Saved entries
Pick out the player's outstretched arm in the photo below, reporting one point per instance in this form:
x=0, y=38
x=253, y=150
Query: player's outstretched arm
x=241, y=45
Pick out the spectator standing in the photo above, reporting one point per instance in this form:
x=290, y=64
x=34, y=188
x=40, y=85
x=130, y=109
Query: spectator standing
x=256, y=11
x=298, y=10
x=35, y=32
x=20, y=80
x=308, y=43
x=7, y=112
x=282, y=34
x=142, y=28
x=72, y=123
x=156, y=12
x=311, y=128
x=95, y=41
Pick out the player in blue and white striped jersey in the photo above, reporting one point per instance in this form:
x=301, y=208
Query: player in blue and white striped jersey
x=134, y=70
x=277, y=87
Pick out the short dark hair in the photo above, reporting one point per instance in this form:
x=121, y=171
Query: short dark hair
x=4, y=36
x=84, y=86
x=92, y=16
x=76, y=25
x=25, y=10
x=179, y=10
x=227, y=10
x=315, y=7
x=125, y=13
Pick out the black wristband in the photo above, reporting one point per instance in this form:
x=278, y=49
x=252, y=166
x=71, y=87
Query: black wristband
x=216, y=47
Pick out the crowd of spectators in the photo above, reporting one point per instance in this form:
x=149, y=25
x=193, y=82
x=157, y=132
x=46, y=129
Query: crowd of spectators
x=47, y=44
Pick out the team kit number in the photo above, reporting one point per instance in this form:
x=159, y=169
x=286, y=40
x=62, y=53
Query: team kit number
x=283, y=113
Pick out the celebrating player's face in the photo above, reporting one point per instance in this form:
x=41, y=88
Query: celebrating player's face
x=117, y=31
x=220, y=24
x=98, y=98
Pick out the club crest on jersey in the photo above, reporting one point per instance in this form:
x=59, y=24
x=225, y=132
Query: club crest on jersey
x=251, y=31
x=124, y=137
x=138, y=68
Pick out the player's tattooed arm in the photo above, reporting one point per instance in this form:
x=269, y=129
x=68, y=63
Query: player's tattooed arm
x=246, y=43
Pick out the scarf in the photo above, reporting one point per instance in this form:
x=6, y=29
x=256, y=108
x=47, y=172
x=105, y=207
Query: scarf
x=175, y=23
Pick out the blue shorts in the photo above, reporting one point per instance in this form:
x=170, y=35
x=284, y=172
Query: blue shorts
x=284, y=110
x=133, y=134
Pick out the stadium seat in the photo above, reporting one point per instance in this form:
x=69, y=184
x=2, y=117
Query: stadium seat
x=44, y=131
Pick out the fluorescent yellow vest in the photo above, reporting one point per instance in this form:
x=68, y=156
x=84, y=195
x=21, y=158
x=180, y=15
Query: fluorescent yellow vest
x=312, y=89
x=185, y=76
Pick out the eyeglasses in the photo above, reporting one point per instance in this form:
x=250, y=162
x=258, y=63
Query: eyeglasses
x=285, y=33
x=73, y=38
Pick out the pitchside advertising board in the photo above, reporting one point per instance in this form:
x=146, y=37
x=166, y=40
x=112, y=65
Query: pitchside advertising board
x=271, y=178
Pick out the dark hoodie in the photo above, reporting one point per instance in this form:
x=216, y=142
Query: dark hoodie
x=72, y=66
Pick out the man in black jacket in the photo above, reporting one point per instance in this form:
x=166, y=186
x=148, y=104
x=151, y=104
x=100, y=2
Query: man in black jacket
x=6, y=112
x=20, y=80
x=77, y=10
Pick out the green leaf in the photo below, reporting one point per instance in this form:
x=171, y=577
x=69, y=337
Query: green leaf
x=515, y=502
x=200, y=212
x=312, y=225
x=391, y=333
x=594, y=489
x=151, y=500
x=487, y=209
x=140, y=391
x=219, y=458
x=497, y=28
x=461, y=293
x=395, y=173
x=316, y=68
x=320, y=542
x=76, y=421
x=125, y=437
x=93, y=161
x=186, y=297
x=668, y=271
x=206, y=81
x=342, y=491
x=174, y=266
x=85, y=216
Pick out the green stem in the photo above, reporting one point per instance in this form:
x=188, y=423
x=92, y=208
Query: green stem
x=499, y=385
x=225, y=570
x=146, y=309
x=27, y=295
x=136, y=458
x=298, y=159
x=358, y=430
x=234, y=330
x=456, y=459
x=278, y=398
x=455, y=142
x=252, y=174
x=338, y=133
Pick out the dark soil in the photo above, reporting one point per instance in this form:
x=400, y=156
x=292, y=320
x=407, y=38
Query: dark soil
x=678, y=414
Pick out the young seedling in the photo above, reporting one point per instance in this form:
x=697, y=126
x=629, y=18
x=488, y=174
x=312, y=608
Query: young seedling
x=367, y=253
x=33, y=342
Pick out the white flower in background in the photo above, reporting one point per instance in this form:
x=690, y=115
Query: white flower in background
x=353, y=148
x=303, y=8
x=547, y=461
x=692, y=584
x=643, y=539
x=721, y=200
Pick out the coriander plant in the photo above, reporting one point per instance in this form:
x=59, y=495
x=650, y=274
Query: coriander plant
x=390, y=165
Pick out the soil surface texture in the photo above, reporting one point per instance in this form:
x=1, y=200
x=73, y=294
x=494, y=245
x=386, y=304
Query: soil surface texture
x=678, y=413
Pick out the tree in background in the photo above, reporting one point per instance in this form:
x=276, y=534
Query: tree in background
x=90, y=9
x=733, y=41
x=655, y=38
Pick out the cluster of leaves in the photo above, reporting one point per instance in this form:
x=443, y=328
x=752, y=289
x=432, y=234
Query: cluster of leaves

> ACTION ITEM:
Could all of the entries be retyped word for word?

> RESPONSE TO THIS TASK:
Pick out the player's outstretched arm in the photo below, reporting one point per instance in this form:
x=0, y=38
x=253, y=150
Query: player's outstretched arm
x=241, y=45
Pick out the spectator standing in the photo above, reporting one point per instance in this form:
x=290, y=64
x=34, y=188
x=40, y=85
x=130, y=109
Query: spectator standing
x=256, y=11
x=298, y=10
x=35, y=32
x=20, y=80
x=308, y=43
x=7, y=112
x=282, y=34
x=142, y=28
x=72, y=123
x=156, y=12
x=311, y=128
x=95, y=41
Pick out the player in blue and white striped jersey in the photo above, reporting one point per instance in this form:
x=301, y=208
Query: player in blue and white striped jersey
x=134, y=70
x=277, y=87
Pick out the short dark hair in the photo above, reporting one point per instance in this form:
x=121, y=171
Query: short dark hair
x=4, y=36
x=84, y=86
x=92, y=16
x=76, y=25
x=25, y=10
x=179, y=10
x=227, y=10
x=315, y=7
x=125, y=13
Pick out the black wristband in the photo above, reporting one point per instance in this form:
x=278, y=49
x=252, y=166
x=71, y=87
Query: black wristband
x=216, y=47
Pick out the crowd of spectators in the photo above, reporting one point per instance in this form:
x=149, y=25
x=193, y=82
x=157, y=132
x=46, y=129
Query: crowd of spectators
x=47, y=44
Pick out the team kit number in the photo above, reporting one point per instance in this form:
x=159, y=169
x=286, y=40
x=62, y=53
Query: team kit number
x=283, y=113
Pick out the celebrating player's face in the photo above, reporting one point per instance in this form:
x=41, y=88
Query: celebrating player's face
x=117, y=31
x=220, y=24
x=98, y=98
Pick out the club crest on jersey in the photo above, reporting one point per instance in this form:
x=59, y=24
x=225, y=132
Query: club crest on jersey
x=251, y=31
x=124, y=137
x=138, y=68
Pick out the player's tattooed arm in the photo above, reporting one point per instance in this form:
x=269, y=129
x=68, y=63
Query: player's tattooed arm
x=246, y=43
Pick out the scarf in the photo above, reporting one point per instance in this form:
x=6, y=29
x=256, y=108
x=47, y=172
x=105, y=207
Query: scarf
x=175, y=23
Pick out the blue shorts in the photo above, reporting one point per instance in this form:
x=170, y=35
x=284, y=172
Query: blue shorts
x=284, y=110
x=133, y=134
Pick out the stadium seat in the photo above, reporting one point per instance in this form:
x=69, y=184
x=2, y=117
Query: stadium seat
x=44, y=131
Pick out the fluorescent yellow vest in the photo above, reporting one point per instance in this form:
x=68, y=156
x=84, y=195
x=21, y=158
x=180, y=15
Query: fluorescent yellow vest
x=312, y=89
x=185, y=76
Pick out the eyeglasses in the photo above, reporting one point per instance in this form:
x=250, y=162
x=258, y=63
Query: eyeglasses
x=285, y=33
x=73, y=38
Pick out the pitchside advertising board in the photo above, reporting one point per instance in this form:
x=146, y=37
x=166, y=40
x=112, y=65
Query: pitchside advertising board
x=271, y=178
Pick out the dark hoodie in the photo above, reporting one point per instance in this form:
x=216, y=142
Query: dark hoodie
x=72, y=66
Pick out the man in black jacket in the photo above, reporting one point per instance in this form:
x=166, y=186
x=148, y=104
x=151, y=104
x=100, y=2
Query: man in black jacket
x=6, y=112
x=20, y=80
x=77, y=10
Pick out the green leaf in the photo below, reporting one point per instance in this form:
x=171, y=577
x=69, y=337
Query: green leaf
x=515, y=502
x=200, y=212
x=312, y=225
x=391, y=333
x=594, y=489
x=151, y=500
x=487, y=209
x=140, y=391
x=219, y=458
x=497, y=28
x=461, y=293
x=395, y=173
x=316, y=68
x=320, y=542
x=76, y=421
x=125, y=437
x=93, y=161
x=186, y=297
x=668, y=271
x=206, y=81
x=342, y=491
x=174, y=266
x=85, y=216
Pick out the green stem in the photo above, reporting one point per instance in this form:
x=188, y=423
x=92, y=208
Query: green stem
x=499, y=385
x=225, y=570
x=146, y=309
x=27, y=295
x=136, y=458
x=298, y=159
x=358, y=430
x=234, y=330
x=456, y=459
x=278, y=398
x=455, y=142
x=252, y=174
x=338, y=133
Pick out the dark soil in the photo above, reporting one point per instance in this form:
x=400, y=156
x=292, y=320
x=407, y=38
Query: dark soil
x=678, y=414
Pick out the young seedling in the photo above, reporting one point per instance in this form:
x=697, y=126
x=629, y=18
x=488, y=174
x=312, y=608
Query: young seedling
x=367, y=253
x=33, y=342
Pick out the white flower in background in the photo above, reporting one point per instance in this form:
x=690, y=115
Query: white flower in background
x=353, y=148
x=303, y=8
x=547, y=461
x=692, y=584
x=643, y=539
x=721, y=200
Pick out the coriander plant in the photo above, reporting one point per instance in this form:
x=59, y=495
x=650, y=274
Query: coriander plant
x=390, y=165
Pick out the soil surface texture in the photo above, reporting one point per instance in this form:
x=1, y=200
x=73, y=294
x=494, y=245
x=386, y=304
Query: soil surface texture
x=678, y=413
Pick out the tree in background in the photo above, reporting one point per instance in this form:
x=276, y=534
Query: tree in background
x=90, y=9
x=733, y=41
x=655, y=38
Pick out the cluster of leaves in the photo above, reporting one point per instance in this form:
x=443, y=328
x=752, y=289
x=432, y=234
Query: cluster of leaves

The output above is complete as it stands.